━━━ Material for this task ━━━

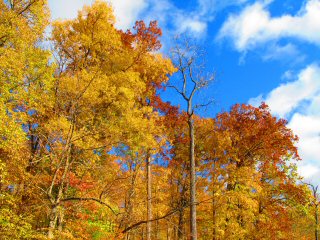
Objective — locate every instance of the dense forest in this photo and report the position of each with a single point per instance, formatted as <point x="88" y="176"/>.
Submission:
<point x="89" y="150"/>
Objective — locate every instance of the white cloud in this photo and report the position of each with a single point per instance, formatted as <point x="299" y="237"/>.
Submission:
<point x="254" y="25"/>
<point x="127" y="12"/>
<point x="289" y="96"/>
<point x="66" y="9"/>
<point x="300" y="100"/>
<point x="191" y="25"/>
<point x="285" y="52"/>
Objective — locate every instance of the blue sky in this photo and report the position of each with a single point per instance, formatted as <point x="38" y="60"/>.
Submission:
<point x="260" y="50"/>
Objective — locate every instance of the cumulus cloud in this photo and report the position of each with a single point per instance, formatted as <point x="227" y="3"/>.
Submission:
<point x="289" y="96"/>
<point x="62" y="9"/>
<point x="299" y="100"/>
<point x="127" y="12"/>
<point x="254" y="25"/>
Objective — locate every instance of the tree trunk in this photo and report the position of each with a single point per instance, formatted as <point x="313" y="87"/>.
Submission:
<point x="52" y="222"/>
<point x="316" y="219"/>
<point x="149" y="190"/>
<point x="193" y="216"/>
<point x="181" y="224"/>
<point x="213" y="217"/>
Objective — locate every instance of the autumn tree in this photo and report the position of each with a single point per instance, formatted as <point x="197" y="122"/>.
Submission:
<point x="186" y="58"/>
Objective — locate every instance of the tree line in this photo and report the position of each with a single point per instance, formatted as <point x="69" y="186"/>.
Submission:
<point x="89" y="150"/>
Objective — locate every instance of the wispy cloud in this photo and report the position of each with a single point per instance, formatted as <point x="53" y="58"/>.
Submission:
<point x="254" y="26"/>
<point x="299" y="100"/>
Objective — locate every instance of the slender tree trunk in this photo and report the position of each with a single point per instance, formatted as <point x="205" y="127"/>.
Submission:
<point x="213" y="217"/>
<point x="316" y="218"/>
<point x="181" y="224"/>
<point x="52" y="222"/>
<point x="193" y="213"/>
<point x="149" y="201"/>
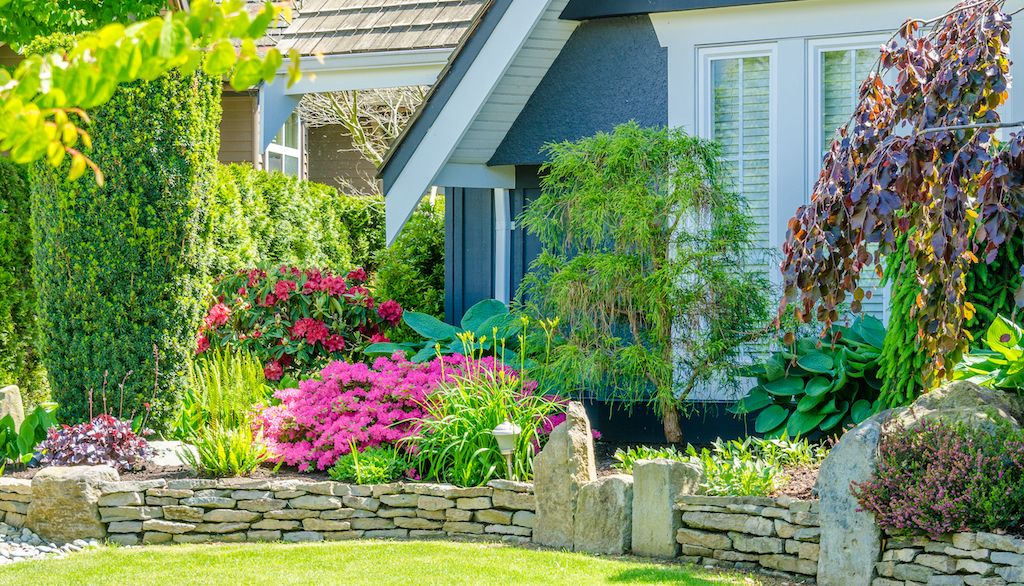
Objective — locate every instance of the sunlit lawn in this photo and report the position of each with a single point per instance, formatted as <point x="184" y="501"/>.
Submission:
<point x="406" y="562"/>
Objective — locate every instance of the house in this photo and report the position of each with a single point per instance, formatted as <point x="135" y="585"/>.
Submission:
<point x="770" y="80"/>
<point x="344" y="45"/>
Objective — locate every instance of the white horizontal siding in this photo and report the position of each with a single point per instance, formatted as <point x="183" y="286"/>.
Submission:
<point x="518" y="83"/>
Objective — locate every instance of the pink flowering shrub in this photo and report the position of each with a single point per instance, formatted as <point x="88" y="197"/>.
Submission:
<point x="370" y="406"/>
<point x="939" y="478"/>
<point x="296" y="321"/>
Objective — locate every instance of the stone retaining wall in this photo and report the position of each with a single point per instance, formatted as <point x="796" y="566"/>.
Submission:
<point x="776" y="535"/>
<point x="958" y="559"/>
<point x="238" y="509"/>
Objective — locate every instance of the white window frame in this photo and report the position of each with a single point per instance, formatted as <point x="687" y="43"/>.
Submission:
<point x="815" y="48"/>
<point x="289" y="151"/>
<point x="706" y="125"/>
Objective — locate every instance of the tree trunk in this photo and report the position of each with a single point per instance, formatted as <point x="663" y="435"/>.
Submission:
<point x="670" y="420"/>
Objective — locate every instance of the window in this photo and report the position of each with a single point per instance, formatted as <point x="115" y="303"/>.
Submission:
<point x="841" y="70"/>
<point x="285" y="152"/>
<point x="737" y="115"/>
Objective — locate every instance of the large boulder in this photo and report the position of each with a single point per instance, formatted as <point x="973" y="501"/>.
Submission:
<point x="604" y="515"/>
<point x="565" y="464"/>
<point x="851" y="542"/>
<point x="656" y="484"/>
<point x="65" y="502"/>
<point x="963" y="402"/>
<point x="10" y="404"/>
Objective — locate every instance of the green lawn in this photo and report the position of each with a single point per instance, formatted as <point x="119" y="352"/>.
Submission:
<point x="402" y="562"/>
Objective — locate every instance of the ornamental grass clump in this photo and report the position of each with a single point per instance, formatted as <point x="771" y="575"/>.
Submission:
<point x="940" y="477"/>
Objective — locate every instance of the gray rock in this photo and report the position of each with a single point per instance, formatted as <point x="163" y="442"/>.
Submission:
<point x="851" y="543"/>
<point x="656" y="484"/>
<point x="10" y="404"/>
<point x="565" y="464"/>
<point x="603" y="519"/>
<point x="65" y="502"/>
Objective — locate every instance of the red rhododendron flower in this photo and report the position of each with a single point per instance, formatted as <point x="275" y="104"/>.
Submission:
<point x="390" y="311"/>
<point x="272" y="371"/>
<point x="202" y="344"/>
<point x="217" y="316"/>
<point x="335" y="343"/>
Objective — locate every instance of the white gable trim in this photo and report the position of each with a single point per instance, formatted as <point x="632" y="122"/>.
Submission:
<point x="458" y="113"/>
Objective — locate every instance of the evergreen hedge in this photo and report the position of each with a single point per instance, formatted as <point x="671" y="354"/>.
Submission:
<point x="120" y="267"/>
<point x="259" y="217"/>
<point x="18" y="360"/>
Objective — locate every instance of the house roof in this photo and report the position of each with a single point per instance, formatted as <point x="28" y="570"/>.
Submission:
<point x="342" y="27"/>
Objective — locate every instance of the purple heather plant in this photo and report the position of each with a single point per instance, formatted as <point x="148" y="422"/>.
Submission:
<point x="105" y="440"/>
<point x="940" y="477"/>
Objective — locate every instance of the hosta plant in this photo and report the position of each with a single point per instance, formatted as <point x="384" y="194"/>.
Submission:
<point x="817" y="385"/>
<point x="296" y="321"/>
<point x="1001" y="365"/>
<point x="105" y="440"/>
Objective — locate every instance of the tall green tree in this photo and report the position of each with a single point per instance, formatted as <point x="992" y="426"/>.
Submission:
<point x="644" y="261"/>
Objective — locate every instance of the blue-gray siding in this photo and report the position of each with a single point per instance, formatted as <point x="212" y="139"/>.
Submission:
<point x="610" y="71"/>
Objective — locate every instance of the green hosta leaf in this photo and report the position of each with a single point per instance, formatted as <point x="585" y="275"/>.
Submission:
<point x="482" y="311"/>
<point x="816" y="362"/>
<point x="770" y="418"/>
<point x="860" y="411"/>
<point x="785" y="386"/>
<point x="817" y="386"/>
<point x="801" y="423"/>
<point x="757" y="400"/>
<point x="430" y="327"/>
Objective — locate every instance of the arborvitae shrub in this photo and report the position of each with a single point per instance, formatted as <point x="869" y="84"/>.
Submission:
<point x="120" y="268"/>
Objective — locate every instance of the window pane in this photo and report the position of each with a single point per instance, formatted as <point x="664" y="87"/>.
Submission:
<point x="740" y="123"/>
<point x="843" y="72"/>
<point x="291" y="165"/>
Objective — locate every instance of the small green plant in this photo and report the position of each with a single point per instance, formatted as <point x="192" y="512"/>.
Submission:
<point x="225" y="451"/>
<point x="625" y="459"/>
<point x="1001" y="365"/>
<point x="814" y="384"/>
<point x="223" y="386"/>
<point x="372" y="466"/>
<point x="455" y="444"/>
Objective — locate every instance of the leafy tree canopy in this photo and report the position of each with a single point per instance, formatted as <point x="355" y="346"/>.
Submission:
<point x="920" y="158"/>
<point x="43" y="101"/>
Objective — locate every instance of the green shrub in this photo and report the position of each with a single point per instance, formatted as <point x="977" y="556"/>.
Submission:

━━━

Instruction: Copy each line exactly, and leave the pictures out of your copy.

Solution:
Objective — locate every instance of the dense forest in this photo and report the position of each with a single point per instance, formatted as <point x="88" y="176"/>.
Submission:
<point x="89" y="150"/>
Objective — locate every instance of the white cloud in this photo and report the position of each with a single point per instance, formatted as <point x="299" y="237"/>.
Submission:
<point x="254" y="25"/>
<point x="127" y="12"/>
<point x="289" y="96"/>
<point x="66" y="9"/>
<point x="300" y="100"/>
<point x="191" y="25"/>
<point x="285" y="52"/>
Objective — locate every instance of the blue sky in this photo and report the position of each with a single point per instance, formatted as <point x="38" y="60"/>.
Submission:
<point x="260" y="50"/>
Objective — locate every instance of the cumulus cloud in this photo and report the position of each with a single point per instance, formatted as <point x="227" y="3"/>.
Submission:
<point x="289" y="96"/>
<point x="62" y="9"/>
<point x="299" y="100"/>
<point x="127" y="12"/>
<point x="254" y="25"/>
Objective — locate every instance of the tree trunk in this photo and report the position of each with a single point per instance, formatted as <point x="313" y="87"/>.
Submission:
<point x="52" y="222"/>
<point x="316" y="219"/>
<point x="149" y="190"/>
<point x="193" y="216"/>
<point x="181" y="224"/>
<point x="213" y="217"/>
Objective — locate every instance of the autumn tree in this photo and report the position of each with a single point per instance, formatted as <point x="197" y="122"/>.
Submission:
<point x="186" y="58"/>
Objective — locate every instance of the tree line in this photo and report the position of each with a single point per instance, formatted as <point x="69" y="186"/>.
Submission:
<point x="89" y="150"/>
Objective — locate every instance of the wispy cloud in this photo and report the position of each with a single point per instance, formatted as <point x="53" y="58"/>.
Submission:
<point x="254" y="26"/>
<point x="299" y="100"/>
Objective — locate every instance of the slender tree trunk in this photo and report the position of each with a single point per instance, formatted as <point x="205" y="127"/>.
Submission:
<point x="213" y="217"/>
<point x="316" y="218"/>
<point x="181" y="224"/>
<point x="52" y="222"/>
<point x="193" y="213"/>
<point x="149" y="201"/>
Objective — locate every instance of the sunlit lawn in this photo and report the position of each with a single point per instance, formatted as <point x="184" y="501"/>.
Submission:
<point x="406" y="562"/>
Objective — locate every instance of the house in this photo and report the position of each with a single point per instance, formatted as <point x="135" y="585"/>.
Submission:
<point x="770" y="80"/>
<point x="344" y="45"/>
Objective — locate every instance of the white horizontal siding in this photo and report the position of each with a single point per instance, formatted as <point x="183" y="286"/>.
Submission:
<point x="518" y="83"/>
Objective — locate every instance of the pink flowering shrub in this photo and report the position of each with a single point per instance, formatted as <point x="88" y="197"/>.
Submission:
<point x="370" y="406"/>
<point x="939" y="478"/>
<point x="296" y="321"/>
Objective — locate every instance of the stone retaining wall in this photo and report the position of each with a single point per instance, formatted as <point x="796" y="566"/>.
Submission:
<point x="776" y="535"/>
<point x="958" y="559"/>
<point x="238" y="509"/>
Objective — locate every instance of the white window frame in this photo and report the position of each with a single point per instance, formatted as <point x="687" y="43"/>.
Submission:
<point x="815" y="48"/>
<point x="289" y="151"/>
<point x="706" y="125"/>
Objective — locate every instance of the tree trunk in this photo and report the position of each with a single point per instance, formatted as <point x="663" y="435"/>.
Submission:
<point x="670" y="420"/>
Objective — locate every instance of the window in this photo and report the position of each with a single point per instance, formatted as <point x="115" y="303"/>.
Submission:
<point x="841" y="70"/>
<point x="285" y="152"/>
<point x="737" y="115"/>
Objective — locate every instance of the large boulder in this photo and report the position of each with a single point per instance, formatted as <point x="973" y="501"/>.
Submission:
<point x="604" y="515"/>
<point x="565" y="464"/>
<point x="851" y="542"/>
<point x="656" y="484"/>
<point x="65" y="502"/>
<point x="963" y="402"/>
<point x="10" y="404"/>
Objective — locate every instance of the green lawn in this photo and report the position of each with a single point per instance, formatted as <point x="119" y="352"/>.
Submission:
<point x="402" y="562"/>
Objective — locate every instance of the ornamental grass clump in this photo and report the position of each with a single point per instance, formatted as <point x="771" y="575"/>.
Submission:
<point x="940" y="477"/>
Objective — locate every instance of the gray rock in this photo and report the position of each with a single point per instance, formatted as <point x="163" y="442"/>.
Submission:
<point x="851" y="543"/>
<point x="656" y="484"/>
<point x="10" y="404"/>
<point x="565" y="464"/>
<point x="603" y="519"/>
<point x="65" y="502"/>
Objective — locate every instance of the red rhododendron flower in this photo and report the position of each with a single point per instance, formatted as <point x="275" y="104"/>.
Submission:
<point x="390" y="311"/>
<point x="272" y="371"/>
<point x="202" y="344"/>
<point x="217" y="316"/>
<point x="335" y="343"/>
Objective — locate every instance of the white gable trim in this photo and report the position of each with a single point per instance, formatted as <point x="632" y="122"/>.
Submission:
<point x="458" y="113"/>
Objective — locate every instance of the evergreen hedge in this photo and report the position of each with a single point per instance, formatted as <point x="671" y="354"/>.
Submission:
<point x="120" y="267"/>
<point x="259" y="217"/>
<point x="18" y="360"/>
Objective — locate every instance of the house roof in this photo and report the position of each with a single point per instance, formatted as <point x="28" y="570"/>.
Submission:
<point x="342" y="27"/>
Objective — locate every instance of the purple heather plant in this photo and report the position of each with a single point per instance, formatted as <point x="148" y="422"/>.
Submission:
<point x="105" y="440"/>
<point x="940" y="477"/>
Objective — locate every instance of the hosta plant in this photo and report the position of each with a single point per instance, formatted as <point x="384" y="194"/>.
Submission:
<point x="817" y="385"/>
<point x="296" y="321"/>
<point x="1001" y="365"/>
<point x="105" y="440"/>
Objective — locate every instance of the tall green tree in this photo and report the position of each with a single point per instance, formatted as <point x="992" y="426"/>.
Submission:
<point x="644" y="261"/>
Objective — locate every instance of the blue-gray siding in this photo and report the position of each with a single point per instance, formatted as <point x="212" y="139"/>.
Submission:
<point x="610" y="71"/>
Objective — locate every instance of the green hosta leaf in this photo and report the position of each with a single point per instance, formatted as <point x="585" y="275"/>.
Submission:
<point x="482" y="311"/>
<point x="816" y="362"/>
<point x="770" y="418"/>
<point x="860" y="411"/>
<point x="785" y="386"/>
<point x="817" y="386"/>
<point x="801" y="423"/>
<point x="757" y="400"/>
<point x="430" y="327"/>
Objective — locate every instance of the arborvitae shrub in this photo and report the position of each with a single point per instance, formatted as <point x="869" y="84"/>.
Submission:
<point x="120" y="268"/>
Objective — locate every instance of the window pane in this photo and report the position of each with a single point per instance, formatted as <point x="664" y="87"/>.
Submission:
<point x="740" y="123"/>
<point x="843" y="72"/>
<point x="291" y="165"/>
Objective — locate every instance of the small green plant in this photo and report the position of each with a single point per instance, formatted as <point x="192" y="512"/>.
Submission:
<point x="225" y="451"/>
<point x="625" y="459"/>
<point x="1001" y="365"/>
<point x="814" y="384"/>
<point x="223" y="386"/>
<point x="372" y="466"/>
<point x="455" y="444"/>
Objective — locate every instance of the leafy tree canopy in this photo and report the position of each with a single point per instance, formatted as <point x="355" y="346"/>.
Submission:
<point x="920" y="158"/>
<point x="43" y="101"/>
Objective — locate every instance of the green shrub in this photo and report the position of each with a single point per instance, formatted as <point x="977" y="556"/>.
Submission:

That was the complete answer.